#### [Extract to read]
▶
In a late-aughts interview, JAY-Z half-jokingly said “[Hip-hop] needs a board” in response to the perceived deluge of clown rappers who threatened to dilute the genre. Here, after meeting with Perry, Kenya attempts to actually make one with his peers Issa Rae, Lena Waithe, Ava Duvernay, Tim Story and Will Packer in an effort to keep the momentum in Black Hollywood going while weeding out the wack among the pack. Instead, their group call quickly devolves into them poking holes in his intentions, highlighting some hypocrisy in his opinion, roasting him and Packer firing him from writing Girls Trip 2. Only Waithe has his back, offering to co-host the panel with him and lead a constructive discussion that doesn’t let the [fictional] writer-director off the hook for some suss choices. At the actual event though, she quickly throws him under the bus then reverses over him, ultimately championing the film as a win for the culture.

#blackAF

This episode, written by Hale Rothstein represents the creative potential of this series in a microcosm; it’s firing on almost every cylinder the show presents in the pilot. (Kenya and Drea never seem like more of a fully realized father-daughter than bonding over their shared disdain for the film here.) Joya’s subplot of always having to prove her blackness as a mixed woman dovetails nicely into the main plot, as Kenya worries that even his art has only gotten them this far because of misguided solidarity. Her panic also facilitates the family cookout, which provided the most endearingly relatable (read: triggering) moment of the episode for me: Kenya’s relatives countering his derisive attitude towards certain black films as him favoring their white counterparts simply because they have “prestige.” (The second was an exhausted Joya telling her movie-snob husband and Tisch-hopeful daughter that she “doesn’t watch movies” like them.) It’s an intriguing interrogation of the so-called Black Hollywood movement—particularly the wariness that it might just be a phase, while also feeling incredibly relatable.
◀
#### [Work instruction]
Extend the review of the #blackAF episode with a further paragraph that picks up after its last sentence and keeps the same critical voice.

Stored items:
▶
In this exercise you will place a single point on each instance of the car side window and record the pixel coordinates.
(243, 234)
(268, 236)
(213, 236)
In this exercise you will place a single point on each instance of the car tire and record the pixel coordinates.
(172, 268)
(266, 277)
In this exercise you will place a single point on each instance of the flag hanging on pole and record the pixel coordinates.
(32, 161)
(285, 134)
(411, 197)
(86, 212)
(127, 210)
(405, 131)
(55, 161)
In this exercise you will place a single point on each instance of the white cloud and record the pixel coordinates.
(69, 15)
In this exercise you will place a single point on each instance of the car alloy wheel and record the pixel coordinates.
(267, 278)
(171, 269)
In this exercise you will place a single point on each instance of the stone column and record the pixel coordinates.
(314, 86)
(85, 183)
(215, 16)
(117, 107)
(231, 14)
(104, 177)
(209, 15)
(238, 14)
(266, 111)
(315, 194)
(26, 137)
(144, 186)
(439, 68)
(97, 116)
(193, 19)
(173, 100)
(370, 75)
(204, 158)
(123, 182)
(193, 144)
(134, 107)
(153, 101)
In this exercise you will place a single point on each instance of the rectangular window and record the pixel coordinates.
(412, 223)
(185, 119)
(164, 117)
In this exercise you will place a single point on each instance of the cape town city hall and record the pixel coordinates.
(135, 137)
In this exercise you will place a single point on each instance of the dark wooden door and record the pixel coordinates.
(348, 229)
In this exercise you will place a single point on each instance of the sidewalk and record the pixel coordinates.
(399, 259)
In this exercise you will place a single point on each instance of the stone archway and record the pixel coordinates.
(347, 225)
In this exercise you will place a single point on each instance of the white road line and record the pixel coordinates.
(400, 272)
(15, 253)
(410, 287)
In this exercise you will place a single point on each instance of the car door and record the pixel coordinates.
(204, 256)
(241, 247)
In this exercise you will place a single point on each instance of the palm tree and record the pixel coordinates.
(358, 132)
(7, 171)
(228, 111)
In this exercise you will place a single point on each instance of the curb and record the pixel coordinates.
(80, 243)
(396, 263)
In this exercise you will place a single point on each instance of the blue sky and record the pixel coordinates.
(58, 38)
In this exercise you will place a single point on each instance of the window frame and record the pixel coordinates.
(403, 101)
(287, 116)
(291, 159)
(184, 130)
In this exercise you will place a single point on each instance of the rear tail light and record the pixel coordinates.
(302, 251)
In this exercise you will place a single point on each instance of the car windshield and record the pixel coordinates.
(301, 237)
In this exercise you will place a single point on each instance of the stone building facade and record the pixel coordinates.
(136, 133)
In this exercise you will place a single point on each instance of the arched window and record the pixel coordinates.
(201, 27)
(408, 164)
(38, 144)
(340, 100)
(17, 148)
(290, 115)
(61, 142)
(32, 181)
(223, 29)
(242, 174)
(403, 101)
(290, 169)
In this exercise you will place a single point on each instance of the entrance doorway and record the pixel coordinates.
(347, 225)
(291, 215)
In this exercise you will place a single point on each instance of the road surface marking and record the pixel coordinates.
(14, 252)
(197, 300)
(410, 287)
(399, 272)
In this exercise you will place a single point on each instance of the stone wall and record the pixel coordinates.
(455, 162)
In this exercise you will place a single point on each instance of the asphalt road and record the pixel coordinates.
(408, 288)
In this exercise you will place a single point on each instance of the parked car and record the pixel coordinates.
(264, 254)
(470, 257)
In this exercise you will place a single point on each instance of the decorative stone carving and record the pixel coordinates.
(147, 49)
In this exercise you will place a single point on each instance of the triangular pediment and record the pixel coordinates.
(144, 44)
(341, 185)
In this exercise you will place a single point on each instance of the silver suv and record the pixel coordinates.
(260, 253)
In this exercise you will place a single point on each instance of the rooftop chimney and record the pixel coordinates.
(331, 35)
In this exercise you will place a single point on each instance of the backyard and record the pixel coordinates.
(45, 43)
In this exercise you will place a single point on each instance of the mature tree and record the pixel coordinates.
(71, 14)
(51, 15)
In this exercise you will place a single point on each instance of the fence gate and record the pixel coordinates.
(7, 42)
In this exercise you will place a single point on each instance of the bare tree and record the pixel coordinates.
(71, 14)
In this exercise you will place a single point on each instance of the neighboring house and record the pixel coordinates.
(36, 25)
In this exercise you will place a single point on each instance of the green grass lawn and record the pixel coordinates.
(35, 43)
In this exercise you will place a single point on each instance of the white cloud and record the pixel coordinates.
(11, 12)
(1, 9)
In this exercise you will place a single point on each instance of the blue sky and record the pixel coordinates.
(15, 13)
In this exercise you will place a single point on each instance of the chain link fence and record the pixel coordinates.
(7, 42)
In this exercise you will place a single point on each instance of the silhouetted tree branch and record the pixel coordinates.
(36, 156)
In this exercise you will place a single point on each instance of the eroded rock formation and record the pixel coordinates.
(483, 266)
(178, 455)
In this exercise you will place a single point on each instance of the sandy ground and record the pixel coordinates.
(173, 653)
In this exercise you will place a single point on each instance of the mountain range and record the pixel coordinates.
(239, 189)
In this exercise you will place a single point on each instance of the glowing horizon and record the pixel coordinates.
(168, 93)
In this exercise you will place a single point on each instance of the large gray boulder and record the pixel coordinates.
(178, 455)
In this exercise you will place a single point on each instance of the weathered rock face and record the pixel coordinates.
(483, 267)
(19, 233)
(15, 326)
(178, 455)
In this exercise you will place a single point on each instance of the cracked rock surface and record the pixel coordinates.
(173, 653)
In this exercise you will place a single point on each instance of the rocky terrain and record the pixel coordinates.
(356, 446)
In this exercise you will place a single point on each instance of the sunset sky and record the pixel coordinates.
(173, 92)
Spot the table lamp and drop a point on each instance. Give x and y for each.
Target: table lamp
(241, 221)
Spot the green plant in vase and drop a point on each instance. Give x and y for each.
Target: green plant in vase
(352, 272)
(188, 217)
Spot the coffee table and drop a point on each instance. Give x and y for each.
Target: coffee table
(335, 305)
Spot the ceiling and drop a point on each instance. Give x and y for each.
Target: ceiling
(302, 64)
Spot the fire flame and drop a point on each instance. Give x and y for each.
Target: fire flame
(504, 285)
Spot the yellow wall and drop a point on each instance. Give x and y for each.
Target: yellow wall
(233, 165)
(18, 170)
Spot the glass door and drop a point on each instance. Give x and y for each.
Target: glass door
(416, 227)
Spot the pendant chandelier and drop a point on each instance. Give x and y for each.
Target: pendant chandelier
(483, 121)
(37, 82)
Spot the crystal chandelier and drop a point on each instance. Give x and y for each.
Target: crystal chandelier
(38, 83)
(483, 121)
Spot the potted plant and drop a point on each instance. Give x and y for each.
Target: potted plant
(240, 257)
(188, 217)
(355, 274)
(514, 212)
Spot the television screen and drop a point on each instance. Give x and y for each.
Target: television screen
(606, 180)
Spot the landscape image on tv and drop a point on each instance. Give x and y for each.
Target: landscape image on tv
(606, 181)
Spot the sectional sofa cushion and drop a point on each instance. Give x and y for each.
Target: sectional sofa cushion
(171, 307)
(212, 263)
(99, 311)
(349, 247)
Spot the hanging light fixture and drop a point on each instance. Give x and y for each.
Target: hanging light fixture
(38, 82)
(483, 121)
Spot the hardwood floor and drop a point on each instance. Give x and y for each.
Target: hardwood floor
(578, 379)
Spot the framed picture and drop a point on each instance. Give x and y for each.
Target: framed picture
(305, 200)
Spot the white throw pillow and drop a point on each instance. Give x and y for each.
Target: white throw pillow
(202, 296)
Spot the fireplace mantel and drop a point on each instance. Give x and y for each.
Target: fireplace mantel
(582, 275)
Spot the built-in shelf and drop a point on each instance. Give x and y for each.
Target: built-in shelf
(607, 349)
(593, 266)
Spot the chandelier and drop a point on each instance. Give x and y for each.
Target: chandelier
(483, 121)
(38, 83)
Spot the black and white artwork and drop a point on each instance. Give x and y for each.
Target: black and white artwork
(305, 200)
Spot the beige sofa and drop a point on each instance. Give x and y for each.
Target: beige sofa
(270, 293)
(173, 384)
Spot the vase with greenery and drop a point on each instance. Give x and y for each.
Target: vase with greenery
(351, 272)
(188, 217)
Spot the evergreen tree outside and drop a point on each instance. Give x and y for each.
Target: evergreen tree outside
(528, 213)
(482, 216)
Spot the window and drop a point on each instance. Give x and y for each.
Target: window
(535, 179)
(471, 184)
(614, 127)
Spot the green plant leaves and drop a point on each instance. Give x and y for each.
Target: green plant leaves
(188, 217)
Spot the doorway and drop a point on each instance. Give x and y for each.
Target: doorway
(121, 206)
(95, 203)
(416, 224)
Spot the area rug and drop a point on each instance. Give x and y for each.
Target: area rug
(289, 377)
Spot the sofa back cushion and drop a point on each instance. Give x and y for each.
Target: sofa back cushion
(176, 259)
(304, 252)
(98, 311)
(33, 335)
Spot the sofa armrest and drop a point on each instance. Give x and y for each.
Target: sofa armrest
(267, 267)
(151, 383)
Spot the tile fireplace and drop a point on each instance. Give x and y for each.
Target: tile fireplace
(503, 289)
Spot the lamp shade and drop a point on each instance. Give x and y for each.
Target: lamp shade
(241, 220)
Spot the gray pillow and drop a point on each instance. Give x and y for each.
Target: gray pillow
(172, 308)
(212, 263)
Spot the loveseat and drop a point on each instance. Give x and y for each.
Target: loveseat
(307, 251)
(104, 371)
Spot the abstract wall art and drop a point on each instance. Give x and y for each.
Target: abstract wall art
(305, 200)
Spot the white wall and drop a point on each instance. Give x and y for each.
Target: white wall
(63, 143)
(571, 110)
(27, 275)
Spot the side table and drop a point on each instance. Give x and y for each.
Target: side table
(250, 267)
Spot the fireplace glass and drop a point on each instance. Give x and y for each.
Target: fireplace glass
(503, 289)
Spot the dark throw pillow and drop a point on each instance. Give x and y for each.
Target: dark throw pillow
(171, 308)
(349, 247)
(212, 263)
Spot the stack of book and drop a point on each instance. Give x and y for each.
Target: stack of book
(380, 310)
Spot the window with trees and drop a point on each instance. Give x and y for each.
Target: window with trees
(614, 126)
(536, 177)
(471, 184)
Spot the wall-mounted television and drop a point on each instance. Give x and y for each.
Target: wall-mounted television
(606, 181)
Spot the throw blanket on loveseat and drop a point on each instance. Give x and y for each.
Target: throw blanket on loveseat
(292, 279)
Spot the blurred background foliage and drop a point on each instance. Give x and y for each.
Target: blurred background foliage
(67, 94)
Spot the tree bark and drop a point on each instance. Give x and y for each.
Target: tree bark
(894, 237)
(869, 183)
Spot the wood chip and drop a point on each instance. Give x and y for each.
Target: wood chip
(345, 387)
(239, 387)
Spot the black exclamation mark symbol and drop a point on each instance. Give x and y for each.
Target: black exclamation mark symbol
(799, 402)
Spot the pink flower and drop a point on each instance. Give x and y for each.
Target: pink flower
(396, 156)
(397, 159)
◀
#### [Answer for the task]
The industry isn’t #blackAF’s chief concern, but given Kenya’s stature, it’s a well the show could’ve visited more in its debut season. Sadly, Episode 5 is the most we really get, but like every good Hollywood satire, there’s potent insight as well as some truly brilliant meta-gags. (I especially enjoyed Kenya double-checking with handlers like his lawyer or manager that their assistant wasn't on the line before speaking frankly.) Kenya’s fear that the swelling Black Hollywood movement might just be a phase white gatekeepers are enabling while it’s en vogue is a bracing idea to see unfold on a major Netflix production (as is the assertion that white critics are too bemused to review black films genuinely), the classic Wesley Morris essay writ large. And while the group call is great (Ava Duvernay lowkey steals the show), the extended bit with Waithe is the stuff celeb cameos are made of; the critiques Kenya hurls at the fictional director literally could’ve been taken from one of Queen & Slim’s mixed reviews. That she’d appear in an episode with this theme, and play the heel at that, is as delicious as it is endearing. R-rated black-ish is cool, but more episodes like this in Season 2 will really help #blackAF validate its existence.